━━ Provided text

Best practices for OpenJDK 8 updates

Andrew Haley aph at
Wed Jun 17 09:04:27 UTC 2020

Best practices for OpenJDK 8 updates

Where we are

OpenJDK 8 is a mature project, well into its middle age. As time
passes, OpenJDK 8 inevitably diverges from mainline OpenJDK
development, and back-porting patches becomes increasingly
difficult. However, we expect to continue to maintain it in some form
for years to come.

Also, back-porting patches becomes not only difficult but increasingly
risky: subsystems are redesigned, and the assumptions on which a patch
to mainline was based are less likely to apply to OpenJDK 8. It may
not be apparent to a back-porting engineer that a patch is

People still using OpenJDK 8 deserve, above all else, to know that it
will continue to work for their application. Guaranteeing this for
certain is beyond the state of the art, not least because some Java
code makes assumptions that are not guaranteed by the Java
Specification. Nonetheless, we try to keep everything working.

So, the question arises: what patches are appropriate for back-porting
to OpenJDK 8u, and how should that back-porting be done?

[OpenJDK 11 is not yet at this stage in its life cycle, but it will be
before very long.]

What kinds of patches should be back-ported?

━━━━

- _Aim 1_
Pull out every line of the records that contains the string "brown", treating uppercase and lowercase as different.
The OpenJDK 8 updates post has no connection to the records that follow it.

━━ Recorded information

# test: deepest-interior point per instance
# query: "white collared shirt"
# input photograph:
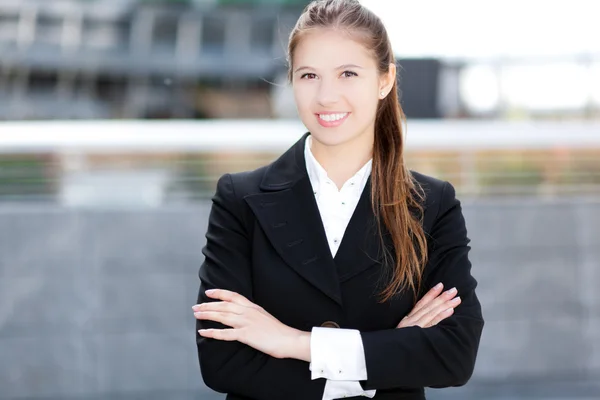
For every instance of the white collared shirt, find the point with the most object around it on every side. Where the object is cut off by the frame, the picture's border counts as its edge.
(337, 354)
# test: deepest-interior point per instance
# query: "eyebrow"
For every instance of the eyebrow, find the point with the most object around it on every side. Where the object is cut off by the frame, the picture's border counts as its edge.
(340, 67)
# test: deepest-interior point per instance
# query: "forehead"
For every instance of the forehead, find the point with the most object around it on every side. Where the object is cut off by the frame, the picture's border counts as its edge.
(326, 49)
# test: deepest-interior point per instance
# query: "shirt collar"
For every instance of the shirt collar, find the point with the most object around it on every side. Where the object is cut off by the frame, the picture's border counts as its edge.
(318, 175)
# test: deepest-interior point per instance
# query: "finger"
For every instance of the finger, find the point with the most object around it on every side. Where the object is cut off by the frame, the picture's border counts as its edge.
(427, 319)
(429, 296)
(228, 335)
(220, 306)
(440, 317)
(228, 295)
(228, 319)
(447, 295)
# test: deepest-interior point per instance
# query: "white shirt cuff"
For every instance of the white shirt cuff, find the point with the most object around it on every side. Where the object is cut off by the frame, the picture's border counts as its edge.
(337, 354)
(341, 389)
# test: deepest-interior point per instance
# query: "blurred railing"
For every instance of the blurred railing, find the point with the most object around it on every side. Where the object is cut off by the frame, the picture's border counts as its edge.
(153, 163)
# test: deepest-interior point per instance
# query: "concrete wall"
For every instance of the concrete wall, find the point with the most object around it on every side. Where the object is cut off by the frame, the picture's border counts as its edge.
(95, 304)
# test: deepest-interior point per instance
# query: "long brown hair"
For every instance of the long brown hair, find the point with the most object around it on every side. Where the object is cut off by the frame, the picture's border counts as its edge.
(396, 198)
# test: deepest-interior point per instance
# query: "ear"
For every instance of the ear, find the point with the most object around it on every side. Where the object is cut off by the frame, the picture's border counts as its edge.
(387, 80)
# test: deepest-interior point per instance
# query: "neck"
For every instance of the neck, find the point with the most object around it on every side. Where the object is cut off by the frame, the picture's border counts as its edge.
(343, 161)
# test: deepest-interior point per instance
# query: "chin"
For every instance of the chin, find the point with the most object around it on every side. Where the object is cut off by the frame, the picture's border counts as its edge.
(329, 137)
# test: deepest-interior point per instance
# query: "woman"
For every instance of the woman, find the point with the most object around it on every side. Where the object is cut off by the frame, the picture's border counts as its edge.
(313, 264)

━━━━

- _Aim 2_
Transcribe the OpenJDK 8 updates post in full, with no changes to its wording or lines.

- _Worked solution 1_
# query: "long brown hair"
For every instance of the long brown hair, find the point with the most object around it on every side. Where the object is cut off by the frame, the picture's border counts as its edge.

- _Worked solution 2_
Best practices for OpenJDK 8 updates

Andrew Haley aph at
Wed Jun 17 09:04:27 UTC 2020

Best practices for OpenJDK 8 updates

Where we are

OpenJDK 8 is a mature project, well into its middle age. As time
passes, OpenJDK 8 inevitably diverges from mainline OpenJDK
development, and back-porting patches becomes increasingly
difficult. However, we expect to continue to maintain it in some form
for years to come.

Also, back-porting patches becomes not only difficult but increasingly
risky: subsystems are redesigned, and the assumptions on which a patch
to mainline was based are less likely to apply to OpenJDK 8. It may
not be apparent to a back-porting engineer that a patch is

People still using OpenJDK 8 deserve, above all else, to know that it
will continue to work for their application. Guaranteeing this for
certain is beyond the state of the art, not least because some Java
code makes assumptions that are not guaranteed by the Java
Specification. Nonetheless, we try to keep everything working.

So, the question arises: what patches are appropriate for back-porting
to OpenJDK 8u, and how should that back-porting be done?

[OpenJDK 11 is not yet at this stage in its life cycle, but it will be
before very long.]

What kinds of patches should be back-ported?